▶ [ENTRIES SHOWN]
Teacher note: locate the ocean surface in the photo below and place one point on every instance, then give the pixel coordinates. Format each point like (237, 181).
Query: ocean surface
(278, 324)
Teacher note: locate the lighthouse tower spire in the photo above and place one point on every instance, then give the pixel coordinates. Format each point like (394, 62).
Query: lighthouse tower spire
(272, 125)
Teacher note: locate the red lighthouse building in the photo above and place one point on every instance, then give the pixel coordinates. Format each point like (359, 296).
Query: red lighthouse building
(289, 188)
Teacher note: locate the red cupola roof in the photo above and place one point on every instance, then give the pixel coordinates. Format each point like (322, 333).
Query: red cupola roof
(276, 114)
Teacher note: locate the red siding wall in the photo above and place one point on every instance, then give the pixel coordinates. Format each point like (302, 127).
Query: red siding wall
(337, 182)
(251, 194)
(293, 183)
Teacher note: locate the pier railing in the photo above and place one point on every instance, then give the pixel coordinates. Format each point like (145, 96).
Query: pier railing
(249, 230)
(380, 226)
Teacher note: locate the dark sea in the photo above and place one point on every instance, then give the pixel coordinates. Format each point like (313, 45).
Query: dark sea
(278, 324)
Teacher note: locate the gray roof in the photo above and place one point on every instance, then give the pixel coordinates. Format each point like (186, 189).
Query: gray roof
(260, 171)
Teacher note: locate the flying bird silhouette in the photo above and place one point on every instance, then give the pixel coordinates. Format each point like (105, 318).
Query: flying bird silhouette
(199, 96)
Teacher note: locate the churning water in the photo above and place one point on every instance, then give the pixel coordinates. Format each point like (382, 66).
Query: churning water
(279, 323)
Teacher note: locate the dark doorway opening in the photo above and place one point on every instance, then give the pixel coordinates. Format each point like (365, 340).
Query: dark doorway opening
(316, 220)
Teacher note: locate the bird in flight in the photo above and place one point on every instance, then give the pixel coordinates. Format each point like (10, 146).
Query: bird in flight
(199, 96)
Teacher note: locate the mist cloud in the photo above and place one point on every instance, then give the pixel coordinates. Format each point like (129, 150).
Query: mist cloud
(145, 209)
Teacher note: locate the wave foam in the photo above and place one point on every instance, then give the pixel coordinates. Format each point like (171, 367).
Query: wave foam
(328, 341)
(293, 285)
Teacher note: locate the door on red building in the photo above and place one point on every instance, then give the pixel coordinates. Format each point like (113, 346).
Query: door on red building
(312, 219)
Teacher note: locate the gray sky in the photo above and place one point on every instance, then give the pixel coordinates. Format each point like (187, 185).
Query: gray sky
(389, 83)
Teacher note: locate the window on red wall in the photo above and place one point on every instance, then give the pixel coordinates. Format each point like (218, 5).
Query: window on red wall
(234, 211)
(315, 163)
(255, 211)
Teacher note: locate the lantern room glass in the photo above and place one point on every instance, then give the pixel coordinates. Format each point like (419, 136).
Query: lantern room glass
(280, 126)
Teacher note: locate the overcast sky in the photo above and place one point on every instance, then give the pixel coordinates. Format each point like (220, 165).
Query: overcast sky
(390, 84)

==

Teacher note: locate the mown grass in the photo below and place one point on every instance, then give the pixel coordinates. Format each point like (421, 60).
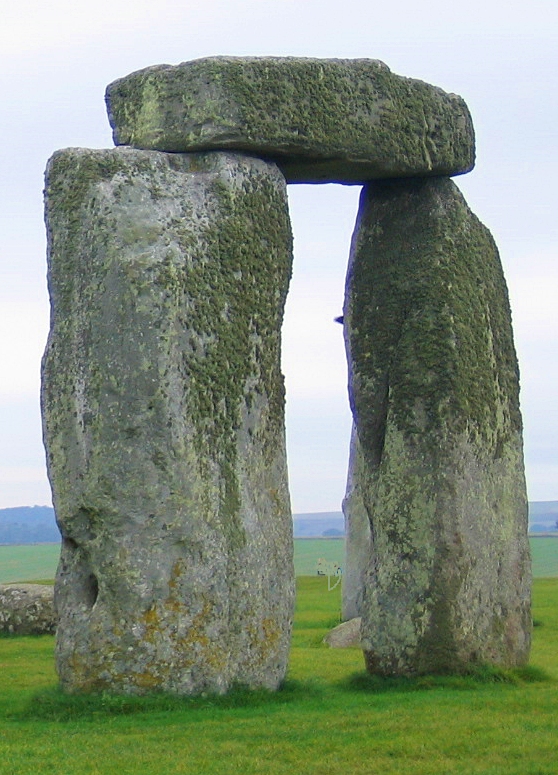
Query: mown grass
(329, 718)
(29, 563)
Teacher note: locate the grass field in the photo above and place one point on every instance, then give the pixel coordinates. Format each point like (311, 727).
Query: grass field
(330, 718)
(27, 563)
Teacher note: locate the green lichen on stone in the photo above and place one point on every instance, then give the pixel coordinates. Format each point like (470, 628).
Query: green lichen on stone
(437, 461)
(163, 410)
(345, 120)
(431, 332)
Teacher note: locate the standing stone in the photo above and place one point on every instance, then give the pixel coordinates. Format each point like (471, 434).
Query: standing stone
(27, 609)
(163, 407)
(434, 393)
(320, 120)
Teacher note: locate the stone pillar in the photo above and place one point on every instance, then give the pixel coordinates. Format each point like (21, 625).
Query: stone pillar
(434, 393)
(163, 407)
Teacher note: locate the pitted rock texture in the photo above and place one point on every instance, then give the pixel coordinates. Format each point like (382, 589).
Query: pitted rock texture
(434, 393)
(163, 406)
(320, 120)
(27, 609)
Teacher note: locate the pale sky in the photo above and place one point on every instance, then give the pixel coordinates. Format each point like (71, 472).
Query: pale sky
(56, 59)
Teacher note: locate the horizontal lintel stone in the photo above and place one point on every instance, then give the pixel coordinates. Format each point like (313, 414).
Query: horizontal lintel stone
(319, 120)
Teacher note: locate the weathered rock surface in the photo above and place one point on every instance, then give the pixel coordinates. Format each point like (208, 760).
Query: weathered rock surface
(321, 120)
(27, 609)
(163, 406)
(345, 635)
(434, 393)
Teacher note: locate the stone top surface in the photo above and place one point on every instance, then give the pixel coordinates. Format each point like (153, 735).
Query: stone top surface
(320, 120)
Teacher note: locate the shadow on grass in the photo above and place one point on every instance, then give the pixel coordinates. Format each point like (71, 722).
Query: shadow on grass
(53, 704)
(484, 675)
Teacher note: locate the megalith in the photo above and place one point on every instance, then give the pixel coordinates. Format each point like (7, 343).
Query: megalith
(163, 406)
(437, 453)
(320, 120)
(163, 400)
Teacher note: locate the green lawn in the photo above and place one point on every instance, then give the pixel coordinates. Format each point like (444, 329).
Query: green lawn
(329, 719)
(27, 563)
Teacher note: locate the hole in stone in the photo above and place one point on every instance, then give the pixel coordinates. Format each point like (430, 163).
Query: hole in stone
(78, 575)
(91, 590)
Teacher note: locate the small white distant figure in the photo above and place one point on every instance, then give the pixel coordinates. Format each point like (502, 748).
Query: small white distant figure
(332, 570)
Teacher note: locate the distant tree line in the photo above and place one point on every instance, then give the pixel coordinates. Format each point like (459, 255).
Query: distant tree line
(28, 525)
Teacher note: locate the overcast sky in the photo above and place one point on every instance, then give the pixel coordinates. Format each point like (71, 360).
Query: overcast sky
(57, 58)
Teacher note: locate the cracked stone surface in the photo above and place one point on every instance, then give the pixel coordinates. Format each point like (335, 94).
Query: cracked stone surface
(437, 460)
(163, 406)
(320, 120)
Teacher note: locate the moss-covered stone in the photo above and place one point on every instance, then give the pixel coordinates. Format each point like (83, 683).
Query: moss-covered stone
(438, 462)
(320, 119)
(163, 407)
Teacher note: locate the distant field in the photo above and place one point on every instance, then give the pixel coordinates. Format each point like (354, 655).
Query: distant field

▶ [WORK INSTRUCTIONS]
Pull out each line from the items above that contains the word "standing", treating uppercase and lowercase as different.

▶ [THE RESULT]
Teacher note: locate the standing stone in the photo above and place one point on every instance, then give the pixel coordinates. Format each point like (471, 434).
Query: standing stone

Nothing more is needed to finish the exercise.